## Problem to solve
Copy the lines below without any change, starting with the line that contains "Could you please point to the fluorescent" and continuing through the final line.

## Supplied information
┌────────
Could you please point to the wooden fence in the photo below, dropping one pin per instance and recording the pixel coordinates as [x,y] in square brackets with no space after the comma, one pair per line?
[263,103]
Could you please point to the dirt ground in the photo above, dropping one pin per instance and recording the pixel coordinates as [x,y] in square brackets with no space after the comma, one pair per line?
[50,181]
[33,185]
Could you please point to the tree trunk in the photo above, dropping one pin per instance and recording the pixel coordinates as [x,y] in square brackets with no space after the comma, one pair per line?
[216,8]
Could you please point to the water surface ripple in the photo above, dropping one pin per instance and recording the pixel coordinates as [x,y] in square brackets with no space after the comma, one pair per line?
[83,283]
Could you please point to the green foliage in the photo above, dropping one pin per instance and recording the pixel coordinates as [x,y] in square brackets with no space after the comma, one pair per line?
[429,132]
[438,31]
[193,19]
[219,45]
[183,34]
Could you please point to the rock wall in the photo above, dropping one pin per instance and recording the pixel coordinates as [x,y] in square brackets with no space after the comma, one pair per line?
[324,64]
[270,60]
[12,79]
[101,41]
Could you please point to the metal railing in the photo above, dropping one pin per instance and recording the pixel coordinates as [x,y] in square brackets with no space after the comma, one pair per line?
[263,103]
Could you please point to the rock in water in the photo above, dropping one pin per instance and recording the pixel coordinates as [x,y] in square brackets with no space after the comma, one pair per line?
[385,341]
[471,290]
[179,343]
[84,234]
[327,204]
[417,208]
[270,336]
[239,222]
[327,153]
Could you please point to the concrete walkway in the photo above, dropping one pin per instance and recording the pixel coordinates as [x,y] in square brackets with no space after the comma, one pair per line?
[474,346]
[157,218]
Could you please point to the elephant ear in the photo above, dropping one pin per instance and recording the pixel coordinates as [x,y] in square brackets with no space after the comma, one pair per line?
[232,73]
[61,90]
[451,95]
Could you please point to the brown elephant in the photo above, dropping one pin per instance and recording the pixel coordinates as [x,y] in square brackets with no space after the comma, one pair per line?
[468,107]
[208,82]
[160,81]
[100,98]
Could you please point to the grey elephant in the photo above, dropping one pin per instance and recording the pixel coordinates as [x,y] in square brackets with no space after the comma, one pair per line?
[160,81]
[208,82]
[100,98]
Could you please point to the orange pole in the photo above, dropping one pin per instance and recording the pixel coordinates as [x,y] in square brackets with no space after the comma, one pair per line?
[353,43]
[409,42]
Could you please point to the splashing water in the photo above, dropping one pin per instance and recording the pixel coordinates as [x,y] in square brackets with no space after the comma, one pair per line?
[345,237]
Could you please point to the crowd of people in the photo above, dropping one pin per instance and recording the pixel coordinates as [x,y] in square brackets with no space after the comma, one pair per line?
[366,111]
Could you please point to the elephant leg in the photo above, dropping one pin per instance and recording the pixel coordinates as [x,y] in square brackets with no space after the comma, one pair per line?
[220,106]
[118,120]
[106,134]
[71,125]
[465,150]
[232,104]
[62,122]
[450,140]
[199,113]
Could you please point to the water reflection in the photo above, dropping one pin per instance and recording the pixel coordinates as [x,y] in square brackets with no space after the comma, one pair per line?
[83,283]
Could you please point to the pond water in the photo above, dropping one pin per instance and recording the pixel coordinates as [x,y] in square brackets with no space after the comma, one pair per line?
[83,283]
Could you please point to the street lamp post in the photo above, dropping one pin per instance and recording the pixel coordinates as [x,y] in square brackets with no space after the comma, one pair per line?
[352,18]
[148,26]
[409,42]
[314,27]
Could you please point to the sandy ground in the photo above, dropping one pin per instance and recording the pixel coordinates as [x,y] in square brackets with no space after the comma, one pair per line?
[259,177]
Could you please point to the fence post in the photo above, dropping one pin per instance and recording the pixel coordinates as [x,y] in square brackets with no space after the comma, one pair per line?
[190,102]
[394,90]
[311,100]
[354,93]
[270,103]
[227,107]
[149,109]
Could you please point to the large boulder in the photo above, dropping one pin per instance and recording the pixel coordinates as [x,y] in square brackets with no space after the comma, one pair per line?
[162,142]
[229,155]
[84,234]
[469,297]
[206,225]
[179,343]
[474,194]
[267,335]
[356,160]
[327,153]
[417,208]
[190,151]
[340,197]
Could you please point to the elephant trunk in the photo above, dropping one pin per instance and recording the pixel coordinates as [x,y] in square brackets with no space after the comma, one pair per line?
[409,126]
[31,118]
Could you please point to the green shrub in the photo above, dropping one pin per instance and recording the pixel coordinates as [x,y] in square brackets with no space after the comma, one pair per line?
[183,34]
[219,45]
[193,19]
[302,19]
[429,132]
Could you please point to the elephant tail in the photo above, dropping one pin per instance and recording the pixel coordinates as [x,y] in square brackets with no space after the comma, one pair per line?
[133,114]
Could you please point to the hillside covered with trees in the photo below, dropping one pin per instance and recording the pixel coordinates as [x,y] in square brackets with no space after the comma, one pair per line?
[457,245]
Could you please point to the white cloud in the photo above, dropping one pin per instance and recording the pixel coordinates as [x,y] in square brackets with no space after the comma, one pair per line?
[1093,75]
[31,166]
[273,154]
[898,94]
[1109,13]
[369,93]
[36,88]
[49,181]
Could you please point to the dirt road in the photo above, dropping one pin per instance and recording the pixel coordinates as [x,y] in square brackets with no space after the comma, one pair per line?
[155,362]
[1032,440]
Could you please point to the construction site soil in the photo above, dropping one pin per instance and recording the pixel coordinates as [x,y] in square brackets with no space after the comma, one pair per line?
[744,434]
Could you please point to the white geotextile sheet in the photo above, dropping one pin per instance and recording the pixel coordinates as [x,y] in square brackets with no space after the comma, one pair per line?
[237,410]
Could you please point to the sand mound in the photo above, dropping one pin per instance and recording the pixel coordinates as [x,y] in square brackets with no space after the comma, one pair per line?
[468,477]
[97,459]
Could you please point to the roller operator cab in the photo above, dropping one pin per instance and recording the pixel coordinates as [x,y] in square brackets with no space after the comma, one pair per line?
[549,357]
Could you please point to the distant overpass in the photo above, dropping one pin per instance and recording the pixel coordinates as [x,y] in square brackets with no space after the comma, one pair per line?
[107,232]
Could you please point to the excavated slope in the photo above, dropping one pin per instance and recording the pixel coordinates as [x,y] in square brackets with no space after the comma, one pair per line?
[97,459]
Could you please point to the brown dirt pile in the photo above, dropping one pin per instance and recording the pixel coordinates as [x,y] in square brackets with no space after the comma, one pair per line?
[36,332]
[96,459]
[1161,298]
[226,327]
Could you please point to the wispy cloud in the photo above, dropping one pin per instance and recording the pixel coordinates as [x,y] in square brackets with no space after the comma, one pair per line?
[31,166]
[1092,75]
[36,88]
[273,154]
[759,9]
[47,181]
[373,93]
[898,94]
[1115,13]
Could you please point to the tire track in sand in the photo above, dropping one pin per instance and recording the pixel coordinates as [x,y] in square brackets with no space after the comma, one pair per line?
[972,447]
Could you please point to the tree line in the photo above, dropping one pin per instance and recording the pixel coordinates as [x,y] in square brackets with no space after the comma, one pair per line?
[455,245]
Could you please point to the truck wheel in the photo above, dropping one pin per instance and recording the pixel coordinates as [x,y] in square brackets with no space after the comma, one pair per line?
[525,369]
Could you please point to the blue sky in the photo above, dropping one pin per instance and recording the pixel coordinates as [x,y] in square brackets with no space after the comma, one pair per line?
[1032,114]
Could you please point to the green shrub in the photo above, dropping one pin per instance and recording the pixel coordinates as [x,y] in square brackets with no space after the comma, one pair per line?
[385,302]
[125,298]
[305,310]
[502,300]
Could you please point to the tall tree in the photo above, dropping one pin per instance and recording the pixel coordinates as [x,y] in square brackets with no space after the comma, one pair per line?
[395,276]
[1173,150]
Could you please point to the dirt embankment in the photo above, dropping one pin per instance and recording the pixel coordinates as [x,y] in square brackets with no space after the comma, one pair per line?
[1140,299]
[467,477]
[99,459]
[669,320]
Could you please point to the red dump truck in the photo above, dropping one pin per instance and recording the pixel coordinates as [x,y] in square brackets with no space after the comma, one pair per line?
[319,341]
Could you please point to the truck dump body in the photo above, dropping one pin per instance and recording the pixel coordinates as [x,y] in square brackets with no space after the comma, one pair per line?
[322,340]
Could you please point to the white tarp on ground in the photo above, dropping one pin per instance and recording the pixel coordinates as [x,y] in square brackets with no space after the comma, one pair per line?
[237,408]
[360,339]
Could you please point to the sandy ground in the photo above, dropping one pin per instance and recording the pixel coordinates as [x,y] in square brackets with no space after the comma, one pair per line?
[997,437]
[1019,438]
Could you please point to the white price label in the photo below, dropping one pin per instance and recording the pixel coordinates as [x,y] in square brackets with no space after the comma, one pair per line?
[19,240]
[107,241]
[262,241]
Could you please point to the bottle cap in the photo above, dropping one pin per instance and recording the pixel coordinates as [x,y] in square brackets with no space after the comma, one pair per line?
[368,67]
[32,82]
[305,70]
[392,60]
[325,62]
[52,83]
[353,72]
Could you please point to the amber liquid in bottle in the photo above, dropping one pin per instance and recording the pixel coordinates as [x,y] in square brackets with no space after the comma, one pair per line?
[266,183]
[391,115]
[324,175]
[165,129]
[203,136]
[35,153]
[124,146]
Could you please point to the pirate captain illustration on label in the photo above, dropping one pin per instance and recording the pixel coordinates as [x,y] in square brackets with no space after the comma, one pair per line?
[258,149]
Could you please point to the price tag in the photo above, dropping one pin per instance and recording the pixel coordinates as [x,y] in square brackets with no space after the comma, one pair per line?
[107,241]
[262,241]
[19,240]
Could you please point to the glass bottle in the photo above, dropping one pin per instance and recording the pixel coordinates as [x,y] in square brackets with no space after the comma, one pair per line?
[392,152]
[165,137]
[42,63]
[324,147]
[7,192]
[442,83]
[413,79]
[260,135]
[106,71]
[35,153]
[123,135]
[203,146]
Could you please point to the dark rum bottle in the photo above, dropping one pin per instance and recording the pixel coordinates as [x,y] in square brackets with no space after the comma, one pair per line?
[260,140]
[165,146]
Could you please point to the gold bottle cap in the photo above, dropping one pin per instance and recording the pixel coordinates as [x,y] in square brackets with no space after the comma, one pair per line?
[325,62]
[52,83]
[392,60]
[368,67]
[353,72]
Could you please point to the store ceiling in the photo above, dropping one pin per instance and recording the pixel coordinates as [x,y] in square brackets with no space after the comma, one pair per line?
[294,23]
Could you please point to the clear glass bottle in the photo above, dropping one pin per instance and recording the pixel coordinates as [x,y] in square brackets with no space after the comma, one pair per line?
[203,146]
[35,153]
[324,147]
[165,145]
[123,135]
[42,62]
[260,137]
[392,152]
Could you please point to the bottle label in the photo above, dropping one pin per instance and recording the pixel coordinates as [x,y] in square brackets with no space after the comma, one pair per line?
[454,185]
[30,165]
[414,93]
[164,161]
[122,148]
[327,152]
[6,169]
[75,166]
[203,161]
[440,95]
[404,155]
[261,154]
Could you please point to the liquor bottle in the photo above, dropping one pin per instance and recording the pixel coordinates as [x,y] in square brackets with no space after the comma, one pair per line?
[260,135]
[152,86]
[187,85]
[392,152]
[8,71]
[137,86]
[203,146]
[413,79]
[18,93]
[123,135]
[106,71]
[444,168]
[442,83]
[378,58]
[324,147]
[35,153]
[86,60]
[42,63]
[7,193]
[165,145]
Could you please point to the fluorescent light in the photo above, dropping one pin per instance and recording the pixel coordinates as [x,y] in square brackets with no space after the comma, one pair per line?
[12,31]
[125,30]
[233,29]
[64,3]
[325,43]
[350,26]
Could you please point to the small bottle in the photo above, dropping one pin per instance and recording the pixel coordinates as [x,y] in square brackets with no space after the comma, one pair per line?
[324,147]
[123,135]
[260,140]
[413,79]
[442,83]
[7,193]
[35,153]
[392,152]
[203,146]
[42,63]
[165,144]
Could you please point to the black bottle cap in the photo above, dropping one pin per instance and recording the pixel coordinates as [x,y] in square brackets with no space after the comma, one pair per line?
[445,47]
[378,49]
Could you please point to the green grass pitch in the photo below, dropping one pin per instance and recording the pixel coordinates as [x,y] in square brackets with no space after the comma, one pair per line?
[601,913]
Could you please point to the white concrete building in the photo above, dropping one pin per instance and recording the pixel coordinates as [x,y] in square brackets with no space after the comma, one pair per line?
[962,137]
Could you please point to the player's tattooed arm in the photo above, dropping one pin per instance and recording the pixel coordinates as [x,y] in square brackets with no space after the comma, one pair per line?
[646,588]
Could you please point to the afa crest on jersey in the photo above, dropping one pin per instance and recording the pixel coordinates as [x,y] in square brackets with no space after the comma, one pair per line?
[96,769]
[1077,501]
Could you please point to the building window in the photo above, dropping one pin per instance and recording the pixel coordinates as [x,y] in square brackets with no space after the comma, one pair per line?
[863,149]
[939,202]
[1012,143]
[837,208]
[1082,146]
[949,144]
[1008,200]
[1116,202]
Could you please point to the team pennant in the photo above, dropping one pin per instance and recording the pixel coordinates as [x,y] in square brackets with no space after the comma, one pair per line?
└────────
## Final result
Could you please point to the fluorescent light in the photo above, dropping one pin per instance and recording the pixel coordinates as [x,y] in square brackets with no space after the comma, one pair per line?
[12,31]
[125,30]
[233,29]
[64,3]
[325,43]
[350,26]
Could you please point to the small bottle in the photo above, dropping one pin per instance and recording the pixel coordinates as [x,y] in square brackets with no space after the comma, one pair per line?
[324,147]
[123,135]
[260,140]
[413,79]
[442,83]
[7,193]
[35,153]
[392,152]
[203,146]
[42,63]
[165,144]
Could you please point to the black bottle cap in the photo above, dropping one pin per instance and recording the pixel coordinates as [x,y] in square brackets with no space after the comma, one pair per line?
[445,47]
[378,49]
Could you please point to the green grass pitch in the photo below, dropping one pin per instance and recording the pixel coordinates as [x,y] in square brackets with no space after the comma, one pair per line?
[601,913]
Could you please point to the white concrete building in the photo above, dropping one pin per instance and recording the pixel coordinates as [x,y] in square brackets with no space after the comma, one pair per line?
[962,137]
Could you please point to the player's tattooed arm in the photo above, dropping one pin per instance and recording the pixel coordinates as [x,y] in square brackets with no space after the comma, one pair per line?
[646,588]
Could you please point to the afa crest on jersey in the photo above, dropping one pin per instance and recording the pixel coordinates as [x,y] in square brackets with no space after the comma, one pair per line?
[96,769]
[1077,501]
Could you please point to the building window in the photo above, dropping one pin per instance and recording the pixel coordinates as [x,y] in square brackets with no space after the comma, one pair per line?
[863,149]
[939,202]
[1012,143]
[837,208]
[1082,146]
[949,144]
[1008,200]
[1116,202]
Could you please point to the team pennant in the photo above, dropping one pin per instance and recording the pixel coordinates as [x,y] in square brackets with no space after the comma, one pair per line?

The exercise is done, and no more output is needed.